DATA SUPPLIED below:
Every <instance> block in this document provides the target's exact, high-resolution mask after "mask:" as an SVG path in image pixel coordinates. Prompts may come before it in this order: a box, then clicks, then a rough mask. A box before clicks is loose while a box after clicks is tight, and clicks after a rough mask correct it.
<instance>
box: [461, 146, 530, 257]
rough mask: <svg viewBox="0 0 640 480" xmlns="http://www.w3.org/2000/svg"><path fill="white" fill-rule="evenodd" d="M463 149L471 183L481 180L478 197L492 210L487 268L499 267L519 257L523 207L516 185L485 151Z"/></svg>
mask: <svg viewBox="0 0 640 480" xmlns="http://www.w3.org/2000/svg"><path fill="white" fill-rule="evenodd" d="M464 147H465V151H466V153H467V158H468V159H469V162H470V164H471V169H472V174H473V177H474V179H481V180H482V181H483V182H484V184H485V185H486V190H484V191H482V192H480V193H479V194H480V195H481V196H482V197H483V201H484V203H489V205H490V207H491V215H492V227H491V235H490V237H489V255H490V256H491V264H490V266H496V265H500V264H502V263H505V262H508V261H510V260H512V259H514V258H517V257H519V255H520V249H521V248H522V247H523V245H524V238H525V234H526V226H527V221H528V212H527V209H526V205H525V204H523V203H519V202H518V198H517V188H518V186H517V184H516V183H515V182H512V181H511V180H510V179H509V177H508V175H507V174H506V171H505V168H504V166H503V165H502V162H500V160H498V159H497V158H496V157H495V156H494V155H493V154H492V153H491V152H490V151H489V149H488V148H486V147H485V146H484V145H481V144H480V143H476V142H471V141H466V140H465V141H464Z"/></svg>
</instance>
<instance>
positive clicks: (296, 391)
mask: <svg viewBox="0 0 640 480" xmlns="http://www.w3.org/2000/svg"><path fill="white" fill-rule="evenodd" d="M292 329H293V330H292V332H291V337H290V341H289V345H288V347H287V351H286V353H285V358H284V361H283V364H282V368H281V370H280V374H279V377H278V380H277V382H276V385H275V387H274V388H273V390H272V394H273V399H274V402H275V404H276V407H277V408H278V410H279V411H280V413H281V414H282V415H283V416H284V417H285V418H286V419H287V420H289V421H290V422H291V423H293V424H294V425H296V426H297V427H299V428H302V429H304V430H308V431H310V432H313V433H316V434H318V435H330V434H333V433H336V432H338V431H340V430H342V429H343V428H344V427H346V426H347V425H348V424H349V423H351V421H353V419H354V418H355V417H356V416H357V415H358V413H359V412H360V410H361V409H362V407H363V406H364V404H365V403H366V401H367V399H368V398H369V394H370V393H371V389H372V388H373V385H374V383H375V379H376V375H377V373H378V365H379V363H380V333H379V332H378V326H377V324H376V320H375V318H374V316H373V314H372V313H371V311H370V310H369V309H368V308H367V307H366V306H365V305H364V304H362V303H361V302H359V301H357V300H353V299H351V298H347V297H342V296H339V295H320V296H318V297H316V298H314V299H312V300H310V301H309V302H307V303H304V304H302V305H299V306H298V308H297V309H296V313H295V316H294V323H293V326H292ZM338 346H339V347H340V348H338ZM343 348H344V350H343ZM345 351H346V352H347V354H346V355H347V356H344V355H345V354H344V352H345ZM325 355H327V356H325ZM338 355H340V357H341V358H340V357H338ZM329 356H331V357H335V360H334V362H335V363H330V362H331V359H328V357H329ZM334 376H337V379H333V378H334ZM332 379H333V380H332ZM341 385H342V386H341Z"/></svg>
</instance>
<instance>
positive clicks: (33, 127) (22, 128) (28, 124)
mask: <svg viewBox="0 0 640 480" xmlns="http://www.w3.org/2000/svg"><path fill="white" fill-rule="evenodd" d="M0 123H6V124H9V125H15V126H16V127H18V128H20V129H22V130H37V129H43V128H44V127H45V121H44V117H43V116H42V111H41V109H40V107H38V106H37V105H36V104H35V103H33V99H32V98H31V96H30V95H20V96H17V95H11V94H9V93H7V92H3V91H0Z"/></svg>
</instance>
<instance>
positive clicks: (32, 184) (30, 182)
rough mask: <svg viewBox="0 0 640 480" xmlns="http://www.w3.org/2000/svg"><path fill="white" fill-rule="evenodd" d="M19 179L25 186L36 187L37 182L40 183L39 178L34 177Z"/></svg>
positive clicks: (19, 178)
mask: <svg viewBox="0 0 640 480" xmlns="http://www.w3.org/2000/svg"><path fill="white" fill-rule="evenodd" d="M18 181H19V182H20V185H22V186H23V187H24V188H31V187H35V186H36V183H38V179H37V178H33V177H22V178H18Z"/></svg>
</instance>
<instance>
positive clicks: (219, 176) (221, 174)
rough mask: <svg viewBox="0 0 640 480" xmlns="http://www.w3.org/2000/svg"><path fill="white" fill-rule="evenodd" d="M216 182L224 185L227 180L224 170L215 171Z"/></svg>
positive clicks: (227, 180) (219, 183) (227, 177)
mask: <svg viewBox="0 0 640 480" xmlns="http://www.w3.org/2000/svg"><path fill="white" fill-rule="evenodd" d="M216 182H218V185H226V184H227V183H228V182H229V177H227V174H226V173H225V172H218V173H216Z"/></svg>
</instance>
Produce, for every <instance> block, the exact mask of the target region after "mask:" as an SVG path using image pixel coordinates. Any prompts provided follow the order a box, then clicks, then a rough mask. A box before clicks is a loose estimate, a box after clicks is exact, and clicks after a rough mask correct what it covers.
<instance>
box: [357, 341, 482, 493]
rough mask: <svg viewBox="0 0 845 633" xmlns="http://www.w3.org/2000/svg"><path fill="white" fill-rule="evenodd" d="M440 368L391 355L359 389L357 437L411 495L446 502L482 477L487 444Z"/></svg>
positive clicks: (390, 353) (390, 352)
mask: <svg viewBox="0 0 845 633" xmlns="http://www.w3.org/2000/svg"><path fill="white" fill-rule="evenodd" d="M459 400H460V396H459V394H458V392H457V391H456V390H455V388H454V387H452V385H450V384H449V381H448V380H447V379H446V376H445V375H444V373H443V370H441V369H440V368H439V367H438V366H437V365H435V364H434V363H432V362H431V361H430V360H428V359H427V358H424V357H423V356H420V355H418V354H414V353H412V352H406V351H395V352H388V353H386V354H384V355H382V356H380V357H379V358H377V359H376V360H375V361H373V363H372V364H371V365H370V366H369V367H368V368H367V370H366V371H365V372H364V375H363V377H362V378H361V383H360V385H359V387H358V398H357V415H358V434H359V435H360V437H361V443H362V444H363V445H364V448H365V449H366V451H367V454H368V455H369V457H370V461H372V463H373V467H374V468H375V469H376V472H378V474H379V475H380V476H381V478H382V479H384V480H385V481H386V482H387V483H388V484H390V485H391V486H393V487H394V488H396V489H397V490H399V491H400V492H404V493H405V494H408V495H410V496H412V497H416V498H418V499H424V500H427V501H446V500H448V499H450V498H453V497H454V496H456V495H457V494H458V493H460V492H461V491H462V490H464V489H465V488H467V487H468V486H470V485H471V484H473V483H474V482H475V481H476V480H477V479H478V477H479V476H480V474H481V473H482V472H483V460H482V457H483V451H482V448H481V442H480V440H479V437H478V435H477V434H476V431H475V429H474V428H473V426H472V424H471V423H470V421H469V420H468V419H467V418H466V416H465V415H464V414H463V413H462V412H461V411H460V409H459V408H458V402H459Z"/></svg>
End of DATA SUPPLIED.
TASK BRIEF: Only the lines from the start of the material through the line containing "box: [461, 146, 530, 257]" belong in the answer, each copied exactly.

SOLUTION TO THIS PROBLEM:
Every <instance> block in this document provides the target's exact, high-resolution mask after "mask:" as an SVG path in image pixel coordinates. Prompts may come before it in this order: a box, then clicks, then a rough mask. A box before clicks is loose while a box after clicks is tight, and clicks after a rough mask correct it.
<instance>
box: [461, 146, 530, 257]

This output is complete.